DOCUMENT TEXT -
▽
Back in June, the Drug Enforcement Administration issued a warning to police officers about the dangers of exposure to fentanyl, the same drug that killed Prince.
Last month, three dogs from a Florida K-9 unit became affected by the dangerous narcotic after a Broward County raid. Detective Andy Weiman told NBC News about the symptoms a dog named Primus suffered, saying: “He wouldn’t drink water. He would release his toy very easily. And he was looking lethargic, almost sedated. We knew something was wrong.”
The police dogs – along with fellow K-9 dogs Packer and Finn — were rushed to a local animal hospital after being exposed to an unseen amount of fentanyl during the bust.
The Detective explained how the pups were able to get the drug in their system, adding: “If fentanyl is loose in an environment, it can spread out where a dog can absorb it through his pads. He could sniff it up through his jowls. And fentanyl is so toxic, so strong that the very smallest amount of it — that you couldn’t even see — could affect the dog. You wouldn’t know they’ve even ingested it.”
△
LISTED ENTRIES -
▽
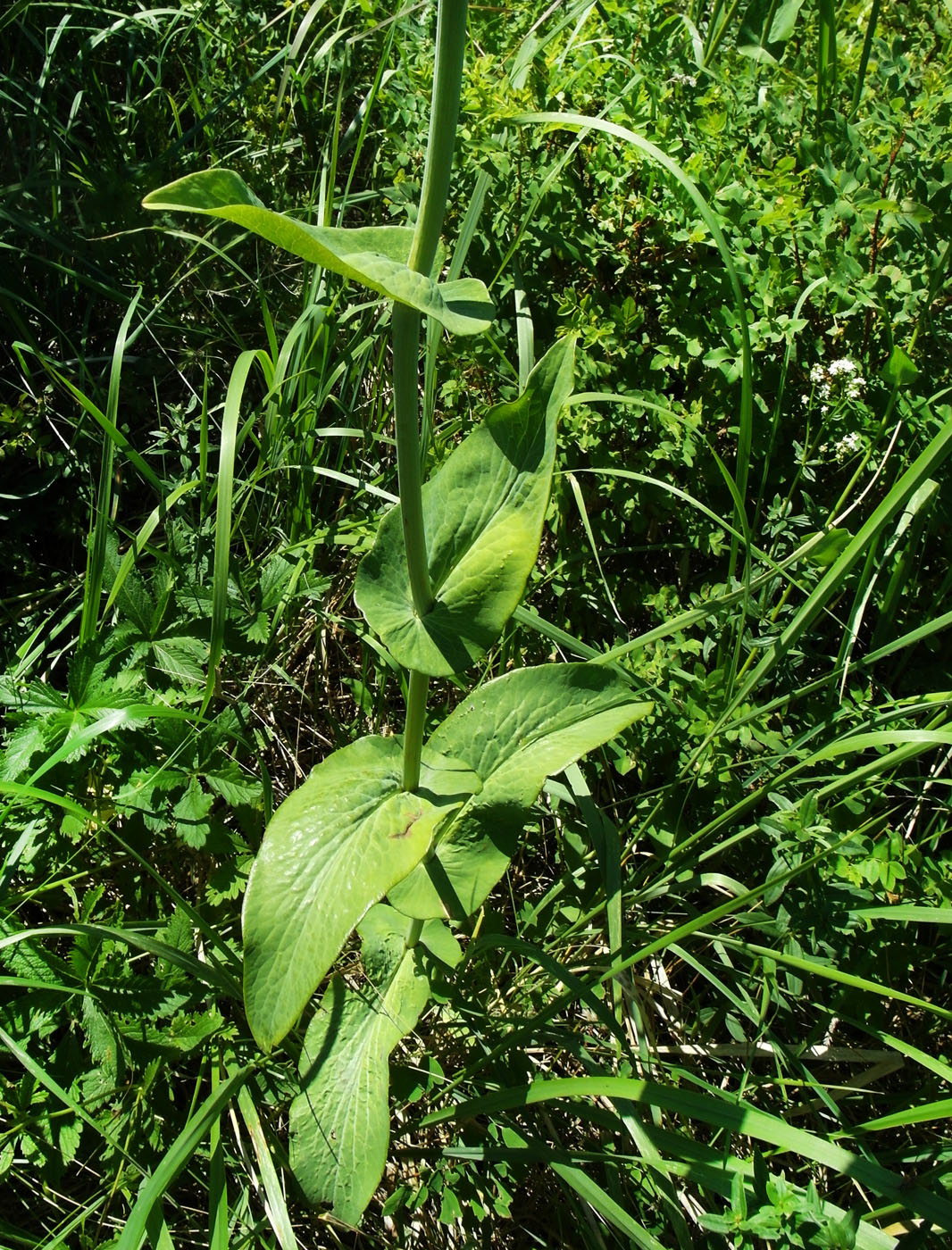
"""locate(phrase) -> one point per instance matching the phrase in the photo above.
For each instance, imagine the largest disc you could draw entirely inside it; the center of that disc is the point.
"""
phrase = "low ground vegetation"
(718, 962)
△
TASK REQUIREMENTS -
a: Reproduce the portion of the fentanyl article starting with "The police dogs" and going on through "during the bust.".
b: Render this sentence from the fentanyl article in Spanish: "The police dogs – along with fellow K-9 dogs Packer and Finn — were rushed to a local animal hospital after being exposed to an unseen amount of fentanyl during the bust."
c: Carry the fentanyl article further, picking up after its final sentence.

RESPONSES FOR EACH TASK -
a:
The police dogs – along with fellow K-9 dogs Packer and Finn — were rushed to a local animal hospital after being exposed to an unseen amount of fentanyl during the bust.

b: Los perros policía —junto con sus compañeros de la unidad K-9 Packer y Finn— fueron llevados de urgencia a un hospital veterinario local tras haber estado expuestos a una cantidad no visible de fentanilo durante la redada.

c:
The employees at the animal hospital noticed the dogs were overdosing, and quickly gave them Narcan shots for treatment.
Luckily, all three dogs survived. Detective Weiman recalled: “By 4 p.m. that afternoon he was fine. And we went back to work the next day.”
We’re just so glad the dogs are okay! In Florida at least local vets have been helping train police dogs to spot the dangerous drug. We hope the rest of the country’s police departments follow suit.